Text block |
┌──

Some Feeling Chapped By Sunscreen Legislation

OKLAHOMA CITY — A Tulsa lawmaker doesn’t want any students getting burned at school.

Republican state Sen. Gary Stanislawski said it’s time for districts to allow children to bring sunscreen to school and to self-apply it without the written authorization of a parent or doctor.

If a child can’t apply it on their own, Stanislawski said nurses, administrators or other designated district employees should apply it for them — with written permission from a parent.

During a committee hearing this week, Stanislawski said schools in Oklahoma refuse to allow children to apply sunscreen, which is considered an over-the-counter medication. While he couldn’t cite any specific examples, he said there are numerous examples in other states.

He said 10 other states are taking up similar measures this year.

“This has definitely become an issue,” he said. “And we have the vagueness in our own state statutes.”

He said his measure would set up the framework to allow local school boards to set their own sunscreen policies.

└──

Material supplied |
┌──

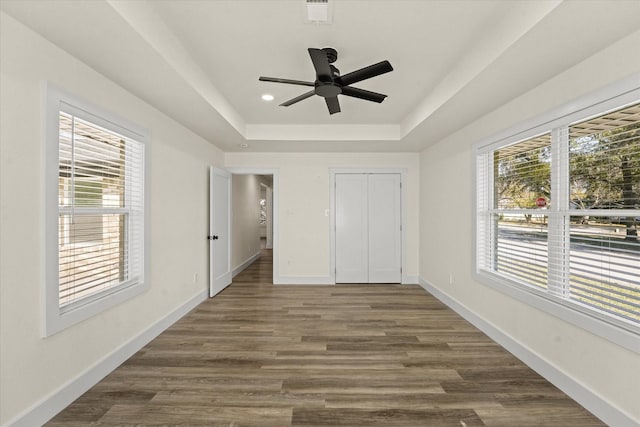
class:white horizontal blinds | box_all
[476,152,495,271]
[489,134,551,288]
[58,111,143,308]
[569,104,640,322]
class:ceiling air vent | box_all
[304,0,333,24]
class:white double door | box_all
[335,173,402,283]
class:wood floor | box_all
[47,250,603,427]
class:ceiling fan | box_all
[259,47,393,114]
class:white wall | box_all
[420,32,640,425]
[231,175,261,270]
[225,153,419,283]
[0,12,223,424]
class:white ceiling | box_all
[0,0,640,152]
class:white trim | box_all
[402,275,420,285]
[420,277,638,427]
[273,276,336,285]
[472,73,640,353]
[473,271,640,353]
[225,167,280,283]
[208,166,233,298]
[231,252,262,277]
[474,73,640,152]
[3,290,208,427]
[42,82,151,337]
[329,167,408,284]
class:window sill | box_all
[474,271,640,354]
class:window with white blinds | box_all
[46,85,146,333]
[476,101,640,334]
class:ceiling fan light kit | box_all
[259,47,393,114]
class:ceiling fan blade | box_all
[309,47,333,82]
[324,96,340,114]
[280,90,315,107]
[342,86,387,103]
[340,61,393,86]
[258,76,315,86]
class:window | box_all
[476,90,640,344]
[45,88,147,335]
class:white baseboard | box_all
[273,276,336,285]
[4,290,209,427]
[231,251,261,277]
[419,277,639,427]
[402,276,420,285]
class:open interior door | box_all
[208,166,231,297]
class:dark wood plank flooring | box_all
[47,250,603,427]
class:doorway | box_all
[227,168,278,283]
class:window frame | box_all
[472,74,640,353]
[43,82,150,337]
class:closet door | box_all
[335,174,369,283]
[335,174,402,283]
[368,174,402,283]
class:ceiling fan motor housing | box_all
[259,47,393,114]
[315,81,342,98]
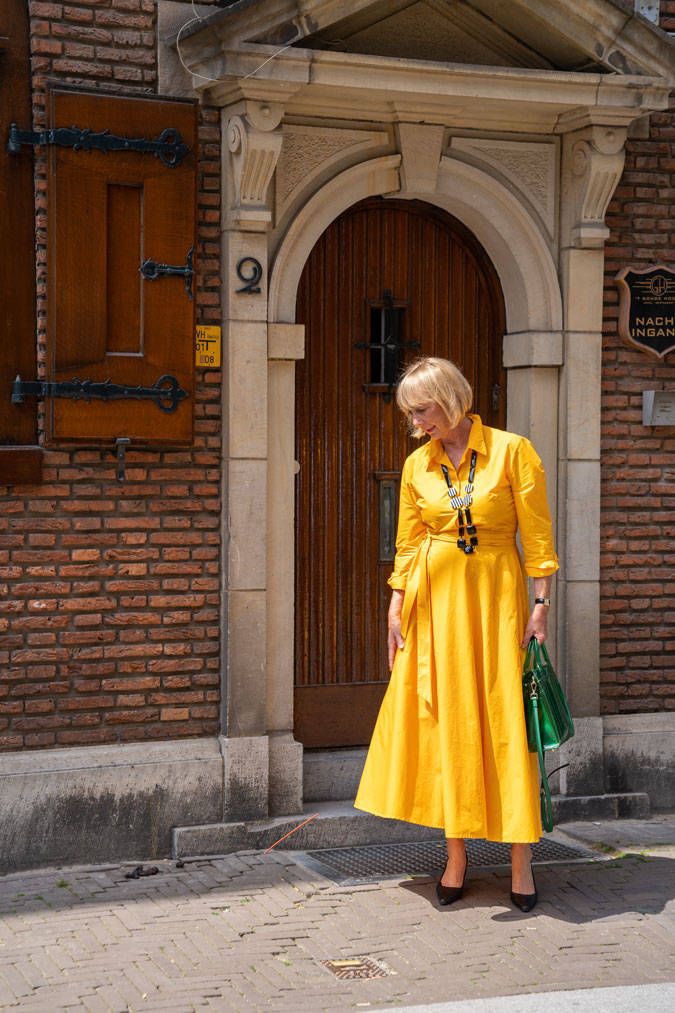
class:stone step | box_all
[172,792,650,858]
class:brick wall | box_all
[601,0,675,713]
[0,0,221,750]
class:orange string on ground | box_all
[263,812,318,855]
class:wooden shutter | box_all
[47,88,197,445]
[0,0,43,485]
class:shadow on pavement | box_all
[400,854,675,925]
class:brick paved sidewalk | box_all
[0,820,675,1013]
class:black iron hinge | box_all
[7,124,190,169]
[12,373,189,415]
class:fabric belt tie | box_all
[400,532,516,707]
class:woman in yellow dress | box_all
[355,359,557,911]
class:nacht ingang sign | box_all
[615,264,675,359]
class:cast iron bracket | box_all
[12,373,189,415]
[7,124,190,169]
[139,246,195,302]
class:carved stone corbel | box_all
[565,126,626,249]
[222,103,283,232]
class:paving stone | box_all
[0,821,675,1013]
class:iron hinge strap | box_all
[139,246,195,302]
[7,124,190,169]
[12,373,189,415]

└──

Task list |
• 1. In the article on sunscreen legislation, how many other states does Stanislawski say are considering similar measures this year?
• 2. Write the next few paragraphs of the article on Oklahoma sunscreen legislation, picking up after its final sentence.
None of the records are needed here.

Results of the exercise |
• 1. Ten other states.

• 2.
But his proposal has left some feeling chapped.

“I’ve never run into a school district that has denied sunscreen,” said state Sen. Jason Smalley, R-Stroud, who voted against the bill. “I can’t believe a school district would deny a child sunscreen.”

While noting that sunscreen is important and reduces the risk of skin cancer, the School Nurse Association of Oklahoma doesn’t believe the state should mandate how sunscreen should be applied, said Elizabeth Vaughan in an email last month.

Sunscreen already must be applied if ordered by a physician, said Vaughan, who works as a Tulsa Public Schools nurse and serves as the group’s president.

“Sunscreen is already being applied for students who need sunscreen, and most schools will apply this if no nurse is present,” Vaughan said. “There are several ways that a parent can have sunscreen applied to their child, and it has been going on for many years. We do not think that a mandate by the state Senate is necessary.”

State Sen. Mark Allen, R-Spiro, who also voted against the measure, said he was concerned that allowing a teacher or administrator to apply sunscreen on a young student could lead to other touching.

Despite the objections, the measure ultimately passed out of committee. It now heads to the full Senate for approval.